(Records excerpted from a collection)
——————

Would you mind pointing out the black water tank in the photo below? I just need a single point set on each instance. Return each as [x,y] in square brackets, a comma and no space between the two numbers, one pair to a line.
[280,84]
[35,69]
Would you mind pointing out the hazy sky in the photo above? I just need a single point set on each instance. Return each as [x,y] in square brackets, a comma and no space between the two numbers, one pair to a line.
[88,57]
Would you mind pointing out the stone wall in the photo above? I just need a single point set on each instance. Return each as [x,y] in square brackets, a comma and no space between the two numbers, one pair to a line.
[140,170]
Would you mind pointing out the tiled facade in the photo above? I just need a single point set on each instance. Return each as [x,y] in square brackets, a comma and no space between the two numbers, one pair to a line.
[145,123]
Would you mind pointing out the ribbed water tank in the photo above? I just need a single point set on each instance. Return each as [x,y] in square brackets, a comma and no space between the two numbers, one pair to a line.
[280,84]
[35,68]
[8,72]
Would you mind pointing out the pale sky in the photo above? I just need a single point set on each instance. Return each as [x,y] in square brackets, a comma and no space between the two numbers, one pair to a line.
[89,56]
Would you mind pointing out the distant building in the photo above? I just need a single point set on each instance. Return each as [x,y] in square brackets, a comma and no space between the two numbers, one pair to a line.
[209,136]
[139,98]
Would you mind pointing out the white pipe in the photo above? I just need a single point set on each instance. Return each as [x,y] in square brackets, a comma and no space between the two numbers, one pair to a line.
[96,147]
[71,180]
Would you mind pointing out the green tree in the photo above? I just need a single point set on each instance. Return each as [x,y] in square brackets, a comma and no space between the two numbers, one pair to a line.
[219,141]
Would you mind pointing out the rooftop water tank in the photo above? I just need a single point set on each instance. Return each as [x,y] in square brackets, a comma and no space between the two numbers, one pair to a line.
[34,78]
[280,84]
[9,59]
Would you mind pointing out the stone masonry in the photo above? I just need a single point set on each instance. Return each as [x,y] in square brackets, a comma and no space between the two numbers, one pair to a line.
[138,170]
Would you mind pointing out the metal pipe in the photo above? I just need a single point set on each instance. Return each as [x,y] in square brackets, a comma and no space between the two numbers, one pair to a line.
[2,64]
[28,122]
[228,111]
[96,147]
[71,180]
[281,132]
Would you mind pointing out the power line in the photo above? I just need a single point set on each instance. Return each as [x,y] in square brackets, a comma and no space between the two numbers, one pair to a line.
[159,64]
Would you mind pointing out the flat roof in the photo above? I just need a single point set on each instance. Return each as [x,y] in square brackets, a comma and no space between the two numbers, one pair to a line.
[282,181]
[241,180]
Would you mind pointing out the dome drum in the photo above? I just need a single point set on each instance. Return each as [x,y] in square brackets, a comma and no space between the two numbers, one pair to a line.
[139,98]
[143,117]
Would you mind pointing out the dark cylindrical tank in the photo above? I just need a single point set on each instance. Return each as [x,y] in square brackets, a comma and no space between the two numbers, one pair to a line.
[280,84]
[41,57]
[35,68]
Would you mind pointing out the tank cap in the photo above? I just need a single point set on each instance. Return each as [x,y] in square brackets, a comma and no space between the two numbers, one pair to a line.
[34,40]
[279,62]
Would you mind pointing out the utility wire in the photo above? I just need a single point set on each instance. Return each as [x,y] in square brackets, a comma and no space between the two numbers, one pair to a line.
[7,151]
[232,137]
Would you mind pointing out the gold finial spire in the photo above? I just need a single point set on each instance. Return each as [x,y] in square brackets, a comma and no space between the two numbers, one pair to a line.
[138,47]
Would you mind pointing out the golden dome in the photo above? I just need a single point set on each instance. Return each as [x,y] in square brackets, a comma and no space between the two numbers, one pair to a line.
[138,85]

——————

- WRITTEN TASK -
Edit the data above so that "Would you mind pointing out" becomes "Could you please mark" wherever it occurs, and leave every other word and line unchanged.

- TASK SOLUTION -
Could you please mark the black water tank in the photo below? I just need a single point set on each instance. Return each as [x,y] in square brackets, a comma and no space between the two numbers, one pair to a line.
[280,84]
[35,69]
Could you please mark the hazy sky in the photo above? I just need a single point set on each instance. Return each as [x,y] in square brackets, a comma and no space between the two numbers, one pair to a line.
[88,57]
Could you please mark the stone wall in the photo above? I just need a single point set on each instance. Return each as [x,y] in square brackets, a comma and no space between the two numbers, one pair to a line.
[140,170]
Could you please mark the tiled facade in the photo above? I just need a single point set on each instance. Return each as [x,y] in square brackets, a comma and no space between the two numbers, one pair to a line.
[145,123]
Could you please mark the ribbed water tank in the photo above? I just need a single point set on each instance. Return each as [x,y] in square brackets, a comma and no space between the two numbers, one pair to a line.
[280,84]
[35,68]
[8,72]
Could you please mark the pale sky in the photo above? I just need a single point set on each instance. Return each as [x,y] in square brackets, a comma and no space between the two numbers, one pair to a line.
[89,56]
Could you please mark the distant building in the photo above? I just need a single point set on each instance. Return each as [x,y] in square brackets, a comma and no space between the two numbers, one pair to a line.
[209,136]
[139,98]
Could you please mark the white pipe in the photo above? I just need a single point set on each instance. Return each as [x,y] in square brackets, a comma and no space between the two numbers, one pair to a line.
[96,147]
[71,180]
Could you please mark the green tree in the photo above? I just need a single point set on each instance. Return each as [x,y] in square brackets, a comma and no space between the two numbers, one pair to a line.
[219,141]
Could you please mark the rooftop water tank in the photo above? I just need a single point set on each instance. Return each as [x,y] in square brackets, a comma and no space between the two numbers, one pair to a line.
[34,78]
[280,84]
[9,59]
Could you please mark the stone masonry in the photo above? I just need a single point set on each instance. Return each as [x,y] in square brackets, a comma and no space between the two numbers, one pair to a line.
[138,170]
Could you please mark the metal pipe in the photo above? I just need a single point set on each instance. Return each as [x,y] in square brackets, a comma and no space between the two numbers, one pair to a line.
[2,64]
[28,122]
[228,111]
[96,147]
[71,180]
[281,132]
Could you please mark the power line in the photo above? I just need a single point set on each instance. Return each as [x,y] in square brackets, a comma and no space between the two numbers, one pair to a line.
[159,64]
Could you please mark the flat roof in the photo above? I just need a single point set on each instance. Return each as [x,y] in square brackets, a comma and no space between the two numbers, one pair to a line.
[282,181]
[241,180]
Could you please mark the dome drum in the photo above? I just need a single point set on each instance. Return each as [x,y] in square brackets, a comma and no space between the two numbers, one pair to a line.
[139,98]
[143,117]
Could you please mark the dark cylindrical tank in the photo above? I just need a single point set on each instance. Return each as [x,y] in square brackets, a comma and no space between the two numbers, one pair to a line.
[280,84]
[41,57]
[35,68]
Could you please mark the tank cap in the photo above? I just need a single point set on each instance. Return each as [x,y] in square brackets, a comma and no space between the two numbers, one pair to a line.
[34,40]
[279,62]
Could you please mark the utility wire in the photo above? I just need a single point set on each instance. Return each as [x,y] in square brackets, a comma and no space between the two numbers, one pair to a line.
[7,151]
[232,137]
Could you please mark the gold finial spire in the photo above? I just need a single point set on each instance. Return each as [x,y] in square brackets, a comma and no space between the two numbers, one pair to a line.
[138,47]
Could you please mark the golden dome in the photo above? I just need a single point set on each instance. Return each as [x,y] in square brackets, a comma and no space between the two numbers, one pair to a line.
[138,85]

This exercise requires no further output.